• Задания:
#1 Что, согласно отрывку о Шпаликове, единственное могло бы победить его алкоголизм?
#2 Продолжите текст воспоминаний о Шпаликове после его последнего предложения.

• Отрывок:
'''
Позже Гена стал догадываться, что это зависимость, это болезнь, и часто повторял: «Я не алкоголик, это определяется работоспособностью». И действительно, мог в любом состоянии завернуться в халат, налить крепкого чая и сесть за машинку. Писать что-то несвязное. Что-нибудь «про ежика», например, только бы писать. Наутро понимал, что получилась какая-то чушь, садился за сценарий в полной трезвости, боролся с собой, сколько хватало воли. Он любил писать, вот просто оставлять слова на бумаге, без продолжительных усилий ума, каких требует сценарий, и эта любовь, физиологическая страсть к писанию — единственное, что могло бы победить алкоголизм. Он и сам почти понимал это. И боролся. Писать — для того чтобы не спиться, не прослыть у самого себя алкоголиком. Если бы да кабы — досталась бы ему настоящая писательская жена, умудренная знанием, какими бывают писательские жены — немного врач, немного педагог и всегда секретарь оберегающий, пестующий талант, ревниво, честолюбиво, с хорошо дозированным восхищением и безмерным терпением следящая за каждым словом, за каждым часом, потерянным для искусства и для здоровья… Ничего этого во мне не было. Никаких писательских жен и никаких писателей я не знала. Понимала ли, что Шпаликов талантлив, что он неординарен даже на нашем, вгиковском, фоне, где все метили если не в гении, то в таланты? Еще как понимала. Потому и вышла замуж. Именно за него. Ощущая полное его превосходство.
А в те времена, страшно далекие от нынешнего феминизма, превосходство мужа над женой было обязательным, само самой разумеющимся — это единственный предрассудок, мною впитанный с молоком матери и с войной. У тех девушек, что «много о себе понимали», с замужеством обычно было туго, не брали их замуж. А замуж хотелось. Требовалось начать жизнь с чистого листа.
'''
• Список записей:
'''
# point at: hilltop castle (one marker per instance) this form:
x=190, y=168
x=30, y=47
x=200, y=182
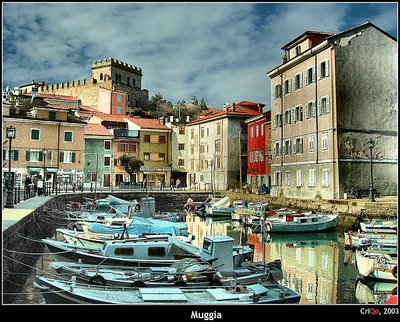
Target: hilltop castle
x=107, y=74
'''
'''
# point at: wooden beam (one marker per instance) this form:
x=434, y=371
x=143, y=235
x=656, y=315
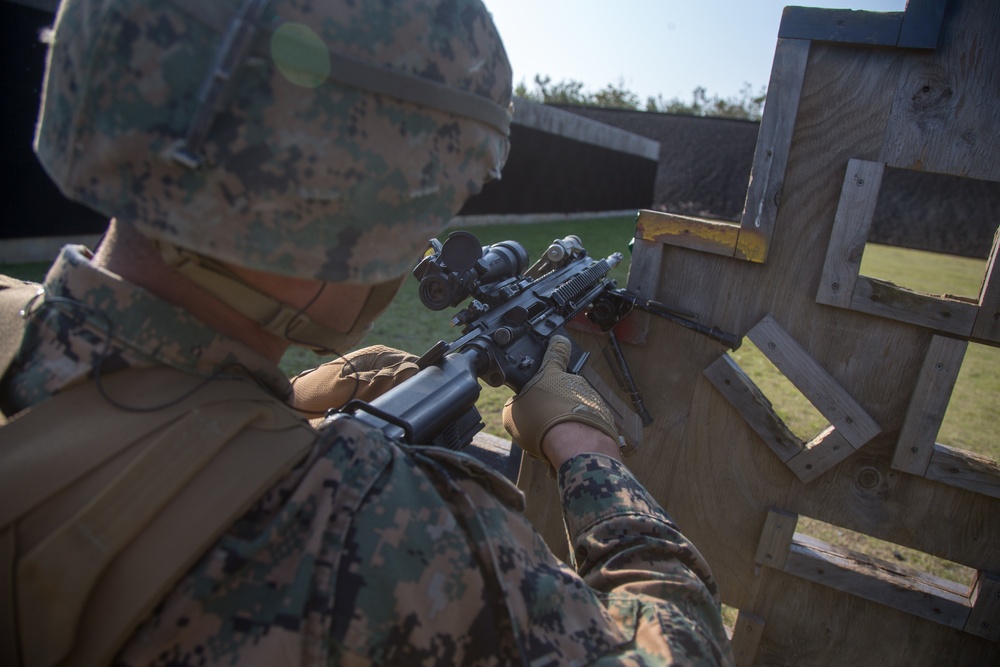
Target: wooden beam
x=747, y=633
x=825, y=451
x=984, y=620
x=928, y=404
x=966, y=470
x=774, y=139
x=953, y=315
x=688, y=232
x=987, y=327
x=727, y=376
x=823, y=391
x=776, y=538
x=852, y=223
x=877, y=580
'''
'''
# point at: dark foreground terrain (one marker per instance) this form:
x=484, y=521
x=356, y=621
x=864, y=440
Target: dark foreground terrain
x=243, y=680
'''
• Решённые задания:
#1 Любовь к писанию, физиологическая страсть к нему.

#2
Были и другие варианты, надежнее Гены для будущей жизни и даже для постели более привлекательные — со Шпаликовым мне этот момент как-то и вовсе не представлялся, отодвигался в абстрактную даль на грани невозможного — ну как с братом, что ли… Я не знала слова «инцест», но что-то подобное, первобытный запрет кровосмесительства пробивался к сознанию из древних глубин. «Из одного тотема» — это много позже я догадалась, что мы с ним «из одного тотема», а в одном тотеме мужчина и женщина не соединялись. В книге Фрейда «Тотем и табу» весьма убедительно про это рассказано.
Вам, может быть, покажется это поэтическим домыслом, и наверняка покажется, если вы сами с этим не сталкивались, как и большинство людей, но те, кто хоть однажды, пусть не на своем опыте, но где-то рядом наблюдал подобные «странности любви», поймут, о чем я говорю.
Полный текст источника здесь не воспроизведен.